Texte source:
+ + + + +

Homélie du mercredi 7 avril 2021 à Saint-Germain (Lc 24, 13-35)
Évangile de Jésus Christ selon saint Luc
Le même jour (c’est-à-dire le premier jour de la semaine),
deux disciples faisaient route
vers un village appelé Emmaüs,
à deux heures de marche de Jérusalem,
et ils parlaient entre eux de tout ce qui s’était passé.
Or, tandis qu’ils s’entretenaient et s’interrogeaient,
Jésus lui-même s’approcha,
et il marchait avec eux.
Mais leurs yeux étaient empêchés de le reconnaître.
Jésus leur dit :
« De quoi discutez-vous en marchant ? »
Alors, ils s’arrêtèrent, tout tristes.
L’un des deux, nommé Cléophas, lui répondit :
« Tu es bien le seul étranger résidant à Jérusalem
qui ignore les événements de ces jours-ci. »
Il leur dit :
« Quels événements ? »
Ils lui répondirent :
« Ce qui est arrivé à Jésus de Nazareth,
cet homme qui était un prophète
puissant par ses actes et ses paroles
devant Dieu et devant tout le peuple :
comment les grands prêtres et nos chefs l’ont livré,
ils l’ont fait condamner à mort et ils l’ont crucifié.
Nous, nous espérions que c’était lui qui allait délivrer Israël.
Mais avec tout cela,
voici déjà le troisième jour qui passe depuis que c’est arrivé.

+ + + + +

Exercices:
(1) Dans le récit des disciples d'Emmaüs, quel est le nom du disciple qui répond à Jésus ?
(2) D'après le récit des disciples d'Emmaüs, qu'ont fait les grands prêtres et les chefs à Jésus de Nazareth ? Énumérez chacune de ces actions.
(3) Écrivez la suite du récit des disciples d'Emmaüs à partir de sa dernière phrase.

Entrées du corpus:
+ + + + +

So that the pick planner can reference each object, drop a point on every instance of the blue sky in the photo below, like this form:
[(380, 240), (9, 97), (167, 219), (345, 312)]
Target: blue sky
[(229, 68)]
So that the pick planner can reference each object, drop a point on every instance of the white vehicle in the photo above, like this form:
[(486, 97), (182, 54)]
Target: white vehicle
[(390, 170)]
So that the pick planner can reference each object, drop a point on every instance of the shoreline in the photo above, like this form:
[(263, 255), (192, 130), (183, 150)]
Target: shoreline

+ + + + +

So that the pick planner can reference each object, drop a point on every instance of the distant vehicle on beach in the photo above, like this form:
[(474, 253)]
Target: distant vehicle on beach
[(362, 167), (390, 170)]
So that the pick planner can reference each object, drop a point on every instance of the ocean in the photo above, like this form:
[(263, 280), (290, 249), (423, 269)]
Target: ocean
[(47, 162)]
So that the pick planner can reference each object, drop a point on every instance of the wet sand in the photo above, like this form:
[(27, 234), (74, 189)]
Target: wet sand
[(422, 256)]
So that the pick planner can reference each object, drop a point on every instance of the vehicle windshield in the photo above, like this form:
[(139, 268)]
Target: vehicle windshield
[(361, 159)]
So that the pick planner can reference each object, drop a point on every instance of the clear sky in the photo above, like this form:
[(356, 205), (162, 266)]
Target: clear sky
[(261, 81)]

+ + + + +

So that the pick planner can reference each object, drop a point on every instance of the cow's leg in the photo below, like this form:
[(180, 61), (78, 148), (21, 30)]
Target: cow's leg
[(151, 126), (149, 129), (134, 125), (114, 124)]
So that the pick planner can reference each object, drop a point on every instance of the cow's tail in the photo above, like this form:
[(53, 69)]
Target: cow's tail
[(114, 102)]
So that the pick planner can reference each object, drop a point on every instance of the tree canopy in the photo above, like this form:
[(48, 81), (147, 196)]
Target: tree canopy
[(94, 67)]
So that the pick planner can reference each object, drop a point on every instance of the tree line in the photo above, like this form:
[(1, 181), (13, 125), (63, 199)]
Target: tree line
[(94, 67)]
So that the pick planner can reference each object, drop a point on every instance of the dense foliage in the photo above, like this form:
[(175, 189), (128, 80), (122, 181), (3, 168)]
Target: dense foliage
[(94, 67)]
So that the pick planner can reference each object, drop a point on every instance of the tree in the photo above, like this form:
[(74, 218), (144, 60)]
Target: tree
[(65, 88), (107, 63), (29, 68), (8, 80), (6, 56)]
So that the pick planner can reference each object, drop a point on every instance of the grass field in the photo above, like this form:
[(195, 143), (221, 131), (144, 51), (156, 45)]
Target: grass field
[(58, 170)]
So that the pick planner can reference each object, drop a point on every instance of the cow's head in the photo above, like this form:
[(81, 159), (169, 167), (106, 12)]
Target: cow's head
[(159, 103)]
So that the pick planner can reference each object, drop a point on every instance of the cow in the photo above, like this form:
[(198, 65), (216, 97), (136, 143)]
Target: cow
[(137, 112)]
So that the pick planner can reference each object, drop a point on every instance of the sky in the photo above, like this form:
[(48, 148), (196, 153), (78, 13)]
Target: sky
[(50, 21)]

+ + + + +

Exercices corrigés:
(1) Il s'appelle Cléophas.

(2)
- Ils l'ont livré.
- Ils l'ont fait condamner à mort.
- Ils l'ont crucifié.

(3)
À vrai dire, des femmes de notre groupe
nous ont remplis de stupeur.
Quand, dès l’aurore, elles sont allées au tombeau,
elles n’ont pas trouvé son corps ;
elles sont venues nous dire
qu’elles avaient même eu une vision :
des anges, qui disaient qu’il est vivant.
Quelques-uns de nos compagnons sont allés au tombeau,
et ils ont trouvé les choses comme les femmes l’avaient dit ;
mais lui, ils ne l’ont pas vu. »
Il leur dit alors :
« Esprits sans intelligence !
Comme votre cœur est lent à croire
tout ce que les prophètes ont dit !
Ne fallait-il pas que le Christ
souffrît cela pour entrer dans sa gloire ? »
Et, partant de Moïse et de tous les Prophètes,
il leur interpréta, dans toute l’Écriture,
ce qui le concernait.
Quand ils approchèrent du village où ils se rendaient,
Jésus fit semblant d’aller plus loin.
Mais ils s’efforcèrent de le retenir :
« Reste avec nous,
car le soir approche et déjà le jour baisse. »
Il entra donc pour rester avec eux.
Quand il fut à table avec eux,
ayant pris le pain,
il prononça la bénédiction
et, l’ayant rompu, il le leur donna.
Alors leurs yeux s’ouvrirent, et ils le reconnurent,
mais il disparut à leurs regards.
Ils se dirent l’un à l’autre :
« Notre cœur n’était-il pas brûlant en nous,
tandis qu’il nous parlait sur la route
et nous ouvrait les Écritures ? »
À l’instant même, ils se levèrent et retournèrent à Jérusalem.
Ils y trouvèrent réunis les onze Apôtres et leurs compagnons,
qui leur dirent :
« Le Seigneur est réellement ressuscité :
il est apparu à Simon-Pierre. »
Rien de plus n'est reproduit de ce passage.